=== Work to be completed ===
Your answer must be the exact lines from the one holding "Query: tree foliage" through the final line of the records below, both included, and nothing more.

=== Data shown ===
- - -
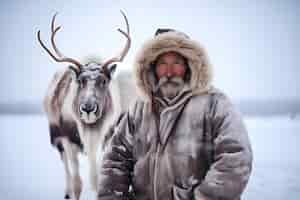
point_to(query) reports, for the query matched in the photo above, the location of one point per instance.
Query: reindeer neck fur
(99, 129)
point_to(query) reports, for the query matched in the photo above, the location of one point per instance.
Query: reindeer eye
(102, 82)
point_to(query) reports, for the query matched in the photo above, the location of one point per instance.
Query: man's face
(170, 70)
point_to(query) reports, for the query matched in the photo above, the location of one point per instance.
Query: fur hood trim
(201, 70)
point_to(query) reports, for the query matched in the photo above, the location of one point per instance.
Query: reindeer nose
(88, 107)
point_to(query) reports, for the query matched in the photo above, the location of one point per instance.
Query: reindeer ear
(112, 68)
(75, 72)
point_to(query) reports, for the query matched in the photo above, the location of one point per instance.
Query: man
(184, 140)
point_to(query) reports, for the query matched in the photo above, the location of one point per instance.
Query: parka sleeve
(117, 162)
(232, 155)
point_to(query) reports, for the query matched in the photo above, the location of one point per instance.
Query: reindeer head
(93, 97)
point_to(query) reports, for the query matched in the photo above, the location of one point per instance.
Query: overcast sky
(253, 45)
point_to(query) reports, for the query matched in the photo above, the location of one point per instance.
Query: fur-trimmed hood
(201, 70)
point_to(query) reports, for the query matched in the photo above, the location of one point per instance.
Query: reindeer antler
(126, 48)
(59, 57)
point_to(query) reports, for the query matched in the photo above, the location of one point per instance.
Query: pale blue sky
(253, 45)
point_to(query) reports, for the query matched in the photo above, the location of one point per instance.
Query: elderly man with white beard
(184, 139)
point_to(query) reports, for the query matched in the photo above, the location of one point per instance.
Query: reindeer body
(80, 104)
(69, 134)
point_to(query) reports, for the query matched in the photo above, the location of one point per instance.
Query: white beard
(169, 88)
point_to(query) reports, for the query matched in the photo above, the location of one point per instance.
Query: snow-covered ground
(31, 169)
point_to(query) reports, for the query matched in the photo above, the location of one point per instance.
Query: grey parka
(197, 147)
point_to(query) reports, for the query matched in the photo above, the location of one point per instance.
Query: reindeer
(79, 105)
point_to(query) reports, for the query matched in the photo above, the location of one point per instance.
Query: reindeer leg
(68, 190)
(93, 141)
(76, 183)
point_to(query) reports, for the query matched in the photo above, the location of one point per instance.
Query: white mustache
(176, 81)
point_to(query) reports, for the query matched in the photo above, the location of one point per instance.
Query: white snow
(31, 169)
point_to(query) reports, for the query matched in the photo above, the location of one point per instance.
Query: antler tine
(58, 58)
(53, 31)
(127, 46)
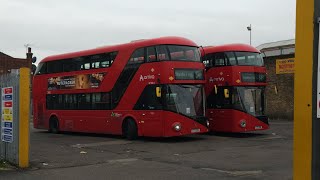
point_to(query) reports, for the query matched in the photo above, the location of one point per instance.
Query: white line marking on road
(122, 160)
(235, 173)
(118, 142)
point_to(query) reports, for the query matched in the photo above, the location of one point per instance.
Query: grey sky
(59, 26)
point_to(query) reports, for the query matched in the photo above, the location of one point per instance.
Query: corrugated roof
(1, 53)
(276, 44)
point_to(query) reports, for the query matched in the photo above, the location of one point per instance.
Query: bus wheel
(54, 125)
(130, 129)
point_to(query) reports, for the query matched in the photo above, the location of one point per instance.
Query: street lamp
(249, 29)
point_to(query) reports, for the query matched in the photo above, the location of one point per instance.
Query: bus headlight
(177, 127)
(243, 123)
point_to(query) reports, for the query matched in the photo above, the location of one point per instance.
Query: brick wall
(280, 105)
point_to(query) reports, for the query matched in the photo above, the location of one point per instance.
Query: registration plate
(195, 130)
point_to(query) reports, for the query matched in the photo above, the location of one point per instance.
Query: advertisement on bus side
(81, 81)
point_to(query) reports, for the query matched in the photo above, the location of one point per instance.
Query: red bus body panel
(155, 123)
(228, 120)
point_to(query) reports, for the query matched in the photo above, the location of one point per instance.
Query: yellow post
(303, 90)
(24, 117)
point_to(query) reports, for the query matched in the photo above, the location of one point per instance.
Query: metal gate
(15, 117)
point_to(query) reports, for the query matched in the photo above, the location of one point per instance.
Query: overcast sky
(59, 26)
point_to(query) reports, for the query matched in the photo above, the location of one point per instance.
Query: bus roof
(132, 44)
(229, 47)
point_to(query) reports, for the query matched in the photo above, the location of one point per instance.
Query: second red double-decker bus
(235, 88)
(149, 87)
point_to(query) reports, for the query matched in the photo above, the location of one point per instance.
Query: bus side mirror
(158, 91)
(215, 89)
(226, 93)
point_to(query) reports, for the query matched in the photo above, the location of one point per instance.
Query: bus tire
(54, 125)
(131, 129)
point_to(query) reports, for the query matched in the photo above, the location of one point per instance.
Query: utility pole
(250, 29)
(307, 92)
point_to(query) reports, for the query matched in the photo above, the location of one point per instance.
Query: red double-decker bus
(151, 87)
(235, 88)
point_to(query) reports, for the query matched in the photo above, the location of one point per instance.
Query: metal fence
(10, 151)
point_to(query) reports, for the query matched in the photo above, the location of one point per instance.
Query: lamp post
(249, 29)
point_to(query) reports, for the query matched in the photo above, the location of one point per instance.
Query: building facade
(8, 63)
(279, 61)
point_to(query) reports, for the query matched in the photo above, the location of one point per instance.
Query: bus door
(149, 114)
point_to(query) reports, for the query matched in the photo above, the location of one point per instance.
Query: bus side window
(219, 59)
(151, 54)
(231, 58)
(162, 53)
(207, 60)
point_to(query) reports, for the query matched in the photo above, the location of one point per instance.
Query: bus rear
(235, 88)
(146, 88)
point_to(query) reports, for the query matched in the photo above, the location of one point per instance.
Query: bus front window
(249, 59)
(184, 99)
(252, 100)
(184, 53)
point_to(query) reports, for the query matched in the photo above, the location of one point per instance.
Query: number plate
(195, 130)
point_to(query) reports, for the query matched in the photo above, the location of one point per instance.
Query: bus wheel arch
(129, 128)
(54, 125)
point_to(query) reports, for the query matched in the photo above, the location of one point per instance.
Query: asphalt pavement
(258, 155)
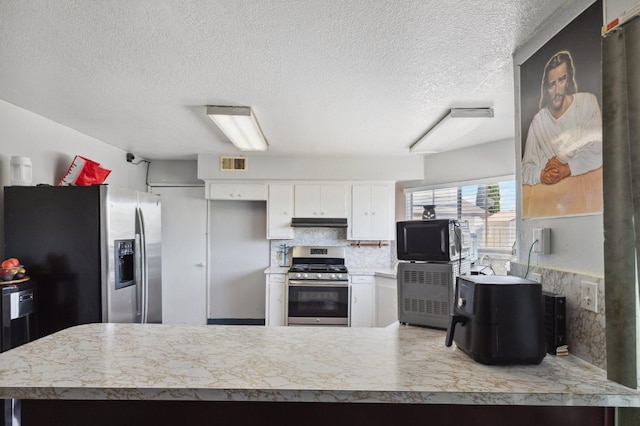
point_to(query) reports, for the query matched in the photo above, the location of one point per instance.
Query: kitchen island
(87, 367)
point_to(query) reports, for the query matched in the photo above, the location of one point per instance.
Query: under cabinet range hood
(318, 222)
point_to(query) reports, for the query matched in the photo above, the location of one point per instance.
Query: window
(490, 209)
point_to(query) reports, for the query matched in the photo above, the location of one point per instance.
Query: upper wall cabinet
(280, 212)
(372, 208)
(236, 191)
(320, 201)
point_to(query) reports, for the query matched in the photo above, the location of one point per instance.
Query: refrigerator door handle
(143, 268)
(138, 275)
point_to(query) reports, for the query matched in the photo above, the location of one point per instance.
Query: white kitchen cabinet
(386, 301)
(236, 191)
(372, 212)
(362, 300)
(280, 212)
(275, 309)
(320, 201)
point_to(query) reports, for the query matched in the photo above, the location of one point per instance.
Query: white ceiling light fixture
(240, 126)
(456, 124)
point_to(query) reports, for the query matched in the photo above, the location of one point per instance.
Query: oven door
(318, 303)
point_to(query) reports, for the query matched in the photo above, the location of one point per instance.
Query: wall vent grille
(233, 163)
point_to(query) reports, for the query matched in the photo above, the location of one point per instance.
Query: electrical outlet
(541, 240)
(589, 296)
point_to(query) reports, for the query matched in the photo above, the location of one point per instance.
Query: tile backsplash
(585, 329)
(363, 256)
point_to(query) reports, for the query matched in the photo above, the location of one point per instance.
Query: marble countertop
(397, 364)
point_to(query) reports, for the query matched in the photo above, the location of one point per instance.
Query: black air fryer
(498, 319)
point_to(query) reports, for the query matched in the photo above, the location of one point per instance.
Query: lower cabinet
(363, 296)
(386, 301)
(275, 309)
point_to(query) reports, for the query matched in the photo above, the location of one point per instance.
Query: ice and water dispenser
(124, 263)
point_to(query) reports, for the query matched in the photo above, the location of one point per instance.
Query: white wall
(576, 241)
(267, 167)
(52, 147)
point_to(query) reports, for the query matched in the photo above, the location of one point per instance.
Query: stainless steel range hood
(318, 222)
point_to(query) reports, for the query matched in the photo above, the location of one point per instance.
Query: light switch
(589, 296)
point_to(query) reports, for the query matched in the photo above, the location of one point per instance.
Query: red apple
(12, 262)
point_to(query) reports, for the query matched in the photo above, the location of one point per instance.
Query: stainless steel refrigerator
(93, 252)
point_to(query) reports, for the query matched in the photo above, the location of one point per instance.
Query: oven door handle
(317, 283)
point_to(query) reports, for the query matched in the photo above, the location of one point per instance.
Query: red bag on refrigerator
(84, 172)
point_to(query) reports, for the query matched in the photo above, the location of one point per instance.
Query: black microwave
(433, 240)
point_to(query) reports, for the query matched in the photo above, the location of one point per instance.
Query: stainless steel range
(318, 289)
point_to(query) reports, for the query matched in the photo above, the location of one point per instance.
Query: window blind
(490, 209)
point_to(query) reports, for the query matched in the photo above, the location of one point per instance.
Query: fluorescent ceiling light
(240, 126)
(456, 124)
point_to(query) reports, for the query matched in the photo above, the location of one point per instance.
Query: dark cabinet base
(97, 413)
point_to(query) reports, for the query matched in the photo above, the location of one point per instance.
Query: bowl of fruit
(11, 269)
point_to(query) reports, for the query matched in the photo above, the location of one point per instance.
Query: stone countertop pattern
(396, 364)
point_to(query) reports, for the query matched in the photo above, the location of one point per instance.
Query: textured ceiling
(335, 77)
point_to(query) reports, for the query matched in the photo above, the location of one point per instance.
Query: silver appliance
(318, 287)
(94, 252)
(426, 291)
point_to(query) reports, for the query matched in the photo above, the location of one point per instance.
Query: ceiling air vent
(233, 163)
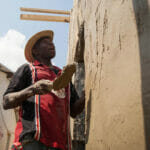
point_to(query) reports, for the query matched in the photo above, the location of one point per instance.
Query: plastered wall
(117, 74)
(7, 118)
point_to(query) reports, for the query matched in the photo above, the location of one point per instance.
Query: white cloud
(12, 49)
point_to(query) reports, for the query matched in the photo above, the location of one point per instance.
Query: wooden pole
(45, 11)
(45, 18)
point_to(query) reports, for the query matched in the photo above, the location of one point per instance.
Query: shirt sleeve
(74, 95)
(21, 79)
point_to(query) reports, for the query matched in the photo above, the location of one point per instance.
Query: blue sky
(15, 32)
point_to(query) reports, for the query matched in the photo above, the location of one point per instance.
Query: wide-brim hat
(33, 40)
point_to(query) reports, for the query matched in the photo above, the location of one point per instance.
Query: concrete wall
(117, 74)
(7, 118)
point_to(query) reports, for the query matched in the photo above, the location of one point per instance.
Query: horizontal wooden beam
(45, 18)
(45, 11)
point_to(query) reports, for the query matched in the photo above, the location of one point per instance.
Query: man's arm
(12, 100)
(78, 106)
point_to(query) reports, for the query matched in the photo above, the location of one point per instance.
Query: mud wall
(7, 118)
(117, 74)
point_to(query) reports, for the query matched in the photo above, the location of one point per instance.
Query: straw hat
(33, 40)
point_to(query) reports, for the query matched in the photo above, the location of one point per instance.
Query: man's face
(46, 49)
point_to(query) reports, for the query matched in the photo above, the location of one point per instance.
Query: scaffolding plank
(45, 11)
(45, 18)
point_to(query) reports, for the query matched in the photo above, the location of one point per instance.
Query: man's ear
(35, 52)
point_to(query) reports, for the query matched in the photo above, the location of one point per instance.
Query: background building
(7, 118)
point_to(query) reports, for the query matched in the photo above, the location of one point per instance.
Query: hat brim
(33, 40)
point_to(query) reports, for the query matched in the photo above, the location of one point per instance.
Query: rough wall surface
(7, 118)
(117, 76)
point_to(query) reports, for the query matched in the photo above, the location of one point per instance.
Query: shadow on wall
(142, 15)
(88, 117)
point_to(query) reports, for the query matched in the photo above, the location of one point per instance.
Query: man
(44, 96)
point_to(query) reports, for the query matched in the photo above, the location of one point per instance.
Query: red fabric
(17, 145)
(53, 112)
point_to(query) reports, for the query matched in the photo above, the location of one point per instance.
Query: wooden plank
(45, 18)
(45, 11)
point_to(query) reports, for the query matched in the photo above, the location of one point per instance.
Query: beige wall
(7, 118)
(117, 81)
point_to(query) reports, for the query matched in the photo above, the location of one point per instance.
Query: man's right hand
(42, 87)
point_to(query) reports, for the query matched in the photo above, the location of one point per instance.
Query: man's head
(40, 44)
(43, 48)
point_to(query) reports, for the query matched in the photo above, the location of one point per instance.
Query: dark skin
(44, 53)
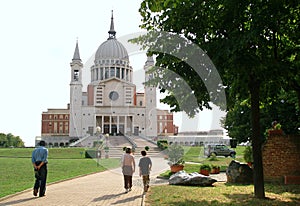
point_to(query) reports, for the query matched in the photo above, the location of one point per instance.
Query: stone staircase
(117, 143)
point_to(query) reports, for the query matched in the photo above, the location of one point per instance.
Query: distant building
(165, 126)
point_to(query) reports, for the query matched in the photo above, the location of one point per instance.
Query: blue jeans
(40, 179)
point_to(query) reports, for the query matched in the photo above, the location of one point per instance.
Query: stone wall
(281, 157)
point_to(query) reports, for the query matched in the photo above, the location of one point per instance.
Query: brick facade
(281, 157)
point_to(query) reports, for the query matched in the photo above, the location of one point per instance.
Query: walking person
(128, 168)
(39, 161)
(145, 165)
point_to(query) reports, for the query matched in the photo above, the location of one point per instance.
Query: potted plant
(175, 156)
(215, 169)
(248, 155)
(205, 169)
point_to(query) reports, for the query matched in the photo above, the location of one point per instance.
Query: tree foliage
(9, 140)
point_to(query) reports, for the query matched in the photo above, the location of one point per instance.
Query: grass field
(16, 171)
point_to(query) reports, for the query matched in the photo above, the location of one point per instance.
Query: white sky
- - -
=== Reply ===
Query: tree foliage
(9, 140)
point_to(query) reports, for the query matched in the photo above, the location of one point per instance.
Query: grass field
(16, 171)
point_to(query) reports, for the query matched in the photo above, the location of one point per instance.
Query: white sky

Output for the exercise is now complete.